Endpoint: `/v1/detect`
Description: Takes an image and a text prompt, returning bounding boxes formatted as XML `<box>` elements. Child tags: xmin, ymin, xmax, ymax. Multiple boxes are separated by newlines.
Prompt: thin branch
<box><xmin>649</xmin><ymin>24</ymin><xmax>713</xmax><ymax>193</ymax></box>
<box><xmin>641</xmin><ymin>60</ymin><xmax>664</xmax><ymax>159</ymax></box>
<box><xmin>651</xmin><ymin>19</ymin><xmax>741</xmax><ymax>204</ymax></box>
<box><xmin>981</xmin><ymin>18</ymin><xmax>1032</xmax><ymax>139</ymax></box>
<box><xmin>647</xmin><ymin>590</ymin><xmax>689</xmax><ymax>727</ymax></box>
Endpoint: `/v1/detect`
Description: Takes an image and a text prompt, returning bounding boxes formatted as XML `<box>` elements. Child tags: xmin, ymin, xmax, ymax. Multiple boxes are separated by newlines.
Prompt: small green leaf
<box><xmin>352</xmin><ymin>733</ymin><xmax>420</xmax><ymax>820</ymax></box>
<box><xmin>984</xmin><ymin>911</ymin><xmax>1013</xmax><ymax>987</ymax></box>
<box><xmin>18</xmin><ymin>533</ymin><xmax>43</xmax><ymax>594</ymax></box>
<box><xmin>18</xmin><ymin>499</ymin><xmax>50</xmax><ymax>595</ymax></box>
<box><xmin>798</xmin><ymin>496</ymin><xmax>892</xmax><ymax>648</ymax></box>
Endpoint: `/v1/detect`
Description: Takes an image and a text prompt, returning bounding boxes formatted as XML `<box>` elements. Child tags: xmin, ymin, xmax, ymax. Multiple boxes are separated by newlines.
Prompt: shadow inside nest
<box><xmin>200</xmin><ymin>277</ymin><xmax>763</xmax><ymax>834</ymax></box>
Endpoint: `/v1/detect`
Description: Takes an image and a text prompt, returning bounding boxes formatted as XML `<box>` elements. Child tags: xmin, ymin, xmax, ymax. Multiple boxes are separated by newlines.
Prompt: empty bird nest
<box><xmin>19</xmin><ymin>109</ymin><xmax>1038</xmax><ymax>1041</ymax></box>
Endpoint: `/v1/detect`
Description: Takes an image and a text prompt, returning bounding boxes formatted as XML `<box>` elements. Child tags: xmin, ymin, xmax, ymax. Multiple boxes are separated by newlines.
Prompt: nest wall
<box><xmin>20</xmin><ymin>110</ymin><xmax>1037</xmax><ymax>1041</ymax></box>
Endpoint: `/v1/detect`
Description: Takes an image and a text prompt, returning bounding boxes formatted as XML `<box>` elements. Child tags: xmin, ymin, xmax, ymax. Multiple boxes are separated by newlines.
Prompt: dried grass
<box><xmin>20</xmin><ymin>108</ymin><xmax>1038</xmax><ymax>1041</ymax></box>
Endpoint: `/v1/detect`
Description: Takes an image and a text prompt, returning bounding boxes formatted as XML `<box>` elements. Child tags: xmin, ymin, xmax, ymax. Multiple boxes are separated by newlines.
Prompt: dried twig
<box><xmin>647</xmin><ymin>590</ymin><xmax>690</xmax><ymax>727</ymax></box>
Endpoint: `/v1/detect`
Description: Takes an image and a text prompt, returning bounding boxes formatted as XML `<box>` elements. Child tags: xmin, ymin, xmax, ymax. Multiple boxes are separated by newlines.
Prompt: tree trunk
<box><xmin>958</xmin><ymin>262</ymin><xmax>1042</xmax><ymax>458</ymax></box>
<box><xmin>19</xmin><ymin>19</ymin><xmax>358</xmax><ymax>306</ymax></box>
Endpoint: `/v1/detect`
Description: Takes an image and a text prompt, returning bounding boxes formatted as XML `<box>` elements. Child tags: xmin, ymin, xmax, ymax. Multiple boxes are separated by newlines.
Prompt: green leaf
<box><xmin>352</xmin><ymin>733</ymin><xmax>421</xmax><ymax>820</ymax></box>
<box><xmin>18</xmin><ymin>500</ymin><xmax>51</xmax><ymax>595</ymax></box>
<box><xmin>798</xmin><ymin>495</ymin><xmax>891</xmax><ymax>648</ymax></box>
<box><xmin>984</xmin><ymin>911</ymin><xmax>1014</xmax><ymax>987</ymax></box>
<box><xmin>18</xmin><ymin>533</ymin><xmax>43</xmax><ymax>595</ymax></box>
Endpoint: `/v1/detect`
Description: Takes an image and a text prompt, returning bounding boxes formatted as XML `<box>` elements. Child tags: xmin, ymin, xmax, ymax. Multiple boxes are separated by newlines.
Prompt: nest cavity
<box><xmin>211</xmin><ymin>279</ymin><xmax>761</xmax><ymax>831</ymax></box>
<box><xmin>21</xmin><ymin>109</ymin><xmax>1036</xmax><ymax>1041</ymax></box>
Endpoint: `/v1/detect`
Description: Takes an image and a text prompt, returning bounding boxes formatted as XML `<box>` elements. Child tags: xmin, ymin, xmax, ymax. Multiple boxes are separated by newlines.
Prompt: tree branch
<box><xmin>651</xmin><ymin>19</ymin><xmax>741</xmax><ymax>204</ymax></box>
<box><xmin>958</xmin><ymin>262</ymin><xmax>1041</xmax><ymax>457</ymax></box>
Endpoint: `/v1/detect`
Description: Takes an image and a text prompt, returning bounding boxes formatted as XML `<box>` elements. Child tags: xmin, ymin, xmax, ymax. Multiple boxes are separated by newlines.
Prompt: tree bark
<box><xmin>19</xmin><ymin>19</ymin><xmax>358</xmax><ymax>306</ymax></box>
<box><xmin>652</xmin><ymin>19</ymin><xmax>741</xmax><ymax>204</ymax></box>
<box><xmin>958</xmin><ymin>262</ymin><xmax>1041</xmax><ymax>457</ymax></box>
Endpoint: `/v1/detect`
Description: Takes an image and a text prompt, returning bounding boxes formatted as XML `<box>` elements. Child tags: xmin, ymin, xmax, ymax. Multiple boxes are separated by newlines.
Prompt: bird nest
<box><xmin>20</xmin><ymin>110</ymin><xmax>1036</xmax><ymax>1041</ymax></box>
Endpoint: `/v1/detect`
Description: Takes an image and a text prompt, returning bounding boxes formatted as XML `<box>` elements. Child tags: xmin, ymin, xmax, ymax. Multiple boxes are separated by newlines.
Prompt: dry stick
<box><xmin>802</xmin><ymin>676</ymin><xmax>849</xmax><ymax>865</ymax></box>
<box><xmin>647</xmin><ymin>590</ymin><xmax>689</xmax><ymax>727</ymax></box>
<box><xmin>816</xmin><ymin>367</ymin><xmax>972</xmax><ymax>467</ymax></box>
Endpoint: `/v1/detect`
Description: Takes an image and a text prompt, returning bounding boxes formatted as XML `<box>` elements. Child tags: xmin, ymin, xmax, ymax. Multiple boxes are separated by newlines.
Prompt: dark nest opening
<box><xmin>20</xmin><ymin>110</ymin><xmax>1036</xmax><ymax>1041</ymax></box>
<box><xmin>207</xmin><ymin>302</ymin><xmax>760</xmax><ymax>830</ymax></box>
····················
» Task brief
Could you reproduce every record exactly as it appears?

» Exercise result
Endpoint: `/v1/detect`
Description: Takes an image and a text prompt, returning bounding boxes formatted as XML `<box>` elements. Child tags: xmin, ymin, xmax, ymax. Multiple boxes are separated by newlines.
Prompt: thin branch
<box><xmin>649</xmin><ymin>24</ymin><xmax>713</xmax><ymax>193</ymax></box>
<box><xmin>641</xmin><ymin>60</ymin><xmax>664</xmax><ymax>159</ymax></box>
<box><xmin>651</xmin><ymin>19</ymin><xmax>741</xmax><ymax>204</ymax></box>
<box><xmin>981</xmin><ymin>18</ymin><xmax>1032</xmax><ymax>139</ymax></box>
<box><xmin>647</xmin><ymin>590</ymin><xmax>689</xmax><ymax>727</ymax></box>
Endpoint: `/v1/detect`
Description: Takes an image and a text prompt, returning bounding boxes formatted as XML `<box>` elements. Child tags: xmin, ymin, xmax, ymax. Multiple boxes are separated by newlines.
Prompt: small green leaf
<box><xmin>352</xmin><ymin>733</ymin><xmax>420</xmax><ymax>820</ymax></box>
<box><xmin>984</xmin><ymin>911</ymin><xmax>1013</xmax><ymax>987</ymax></box>
<box><xmin>18</xmin><ymin>533</ymin><xmax>43</xmax><ymax>594</ymax></box>
<box><xmin>18</xmin><ymin>499</ymin><xmax>50</xmax><ymax>595</ymax></box>
<box><xmin>798</xmin><ymin>496</ymin><xmax>892</xmax><ymax>648</ymax></box>
Endpoint: `/v1/detect`
Description: Takes an image and a text prompt, returning bounding boxes formatted as XML `<box>` elements. Child tags: xmin, ymin, xmax, ymax. Multiple boxes are separated by newlines.
Prompt: shadow inside nest
<box><xmin>200</xmin><ymin>277</ymin><xmax>763</xmax><ymax>834</ymax></box>
Endpoint: `/v1/detect`
Description: Takes an image and a text prompt, returning bounding boxes formatted as XML `<box>` elements. Child tags: xmin, ymin, xmax, ymax. Multiple boxes are separated by newlines.
Prompt: empty bird nest
<box><xmin>19</xmin><ymin>109</ymin><xmax>1038</xmax><ymax>1041</ymax></box>
Endpoint: `/v1/detect`
Description: Takes an image and a text prompt, returning bounding boxes formatted as XML `<box>` elements. Child tags: xmin, ymin, xmax, ymax. Multiple boxes are separated by newlines.
Prompt: nest wall
<box><xmin>20</xmin><ymin>110</ymin><xmax>1037</xmax><ymax>1041</ymax></box>
Endpoint: `/v1/detect`
Description: Takes an image and a text prompt, returning bounding boxes formatted as XML `<box>` elements. Child tags: xmin, ymin, xmax, ymax. Multiple boxes are separated by newlines.
Prompt: dried grass
<box><xmin>20</xmin><ymin>108</ymin><xmax>1038</xmax><ymax>1041</ymax></box>
Endpoint: `/v1/detect`
Description: Takes an image and a text prompt, returning bounding boxes formatted as XML `<box>` elements. Child tags: xmin, ymin, xmax, ymax. Multiple boxes are separated by newlines.
Prompt: dried twig
<box><xmin>647</xmin><ymin>590</ymin><xmax>690</xmax><ymax>727</ymax></box>
Endpoint: `/v1/detect`
Description: Takes an image and a text prompt, returning bounding boxes formatted as XML `<box>` elements. Child tags: xmin, ymin, xmax, ymax. Multiple boxes are separated by newlines.
Prompt: tree trunk
<box><xmin>958</xmin><ymin>262</ymin><xmax>1042</xmax><ymax>458</ymax></box>
<box><xmin>19</xmin><ymin>19</ymin><xmax>358</xmax><ymax>306</ymax></box>
Endpoint: `/v1/detect`
Description: Takes an image and a text prompt, returning bounding boxes formatted as XML `<box>` elements. Child tags: xmin, ymin, xmax, ymax. Multiple boxes are separated by newlines.
Prompt: green leaf
<box><xmin>352</xmin><ymin>733</ymin><xmax>421</xmax><ymax>820</ymax></box>
<box><xmin>18</xmin><ymin>500</ymin><xmax>51</xmax><ymax>595</ymax></box>
<box><xmin>798</xmin><ymin>495</ymin><xmax>891</xmax><ymax>648</ymax></box>
<box><xmin>984</xmin><ymin>911</ymin><xmax>1014</xmax><ymax>987</ymax></box>
<box><xmin>18</xmin><ymin>533</ymin><xmax>43</xmax><ymax>595</ymax></box>
Endpoint: `/v1/detect`
Description: Takes an image and a text prompt, returning bounding boxes formatted as XML `<box>` elements. Child tags: xmin, ymin, xmax, ymax. Multiple boxes are separated by newlines.
Prompt: nest cavity
<box><xmin>211</xmin><ymin>279</ymin><xmax>761</xmax><ymax>831</ymax></box>
<box><xmin>21</xmin><ymin>109</ymin><xmax>1036</xmax><ymax>1041</ymax></box>
Endpoint: `/v1/detect`
Description: Takes an image and a text prompt, returning bounding boxes formatted as XML `<box>` elements. Child tags: xmin, ymin, xmax, ymax. Multiple boxes are separated by newlines.
Prompt: tree branch
<box><xmin>651</xmin><ymin>19</ymin><xmax>741</xmax><ymax>204</ymax></box>
<box><xmin>958</xmin><ymin>262</ymin><xmax>1041</xmax><ymax>457</ymax></box>
Endpoint: `/v1/detect`
Description: Takes an image and a text prompt, returning bounding boxes formatted as XML `<box>` elements. Child tags: xmin, ymin, xmax, ymax. Multiple boxes are separated by newlines.
Prompt: tree bark
<box><xmin>19</xmin><ymin>19</ymin><xmax>358</xmax><ymax>306</ymax></box>
<box><xmin>652</xmin><ymin>19</ymin><xmax>741</xmax><ymax>204</ymax></box>
<box><xmin>958</xmin><ymin>262</ymin><xmax>1041</xmax><ymax>457</ymax></box>
Endpoint: `/v1/detect`
Description: Takes an image and a text prompt, returning bounding boxes formatted as XML `<box>` elements. Child tags: xmin, ymin, xmax, ymax. Multiple boxes are separated by newlines.
Prompt: bird nest
<box><xmin>20</xmin><ymin>110</ymin><xmax>1036</xmax><ymax>1041</ymax></box>
Endpoint: `/v1/detect`
Description: Takes an image and a text prompt, returning bounding boxes formatted as XML `<box>` elements. Child tags: xmin, ymin, xmax, ymax. Multiple boxes are separated by newlines.
Prompt: dry stick
<box><xmin>802</xmin><ymin>676</ymin><xmax>849</xmax><ymax>865</ymax></box>
<box><xmin>647</xmin><ymin>590</ymin><xmax>689</xmax><ymax>727</ymax></box>
<box><xmin>816</xmin><ymin>367</ymin><xmax>972</xmax><ymax>467</ymax></box>
Endpoint: `/v1/detect`
Description: Takes an image and a text prompt, returning bounding boxes formatted as XML `<box>` elements. Child tags: xmin, ymin, xmax, ymax. Multiple boxes are separated by newlines.
Prompt: dark nest opening
<box><xmin>20</xmin><ymin>110</ymin><xmax>1036</xmax><ymax>1041</ymax></box>
<box><xmin>207</xmin><ymin>302</ymin><xmax>760</xmax><ymax>830</ymax></box>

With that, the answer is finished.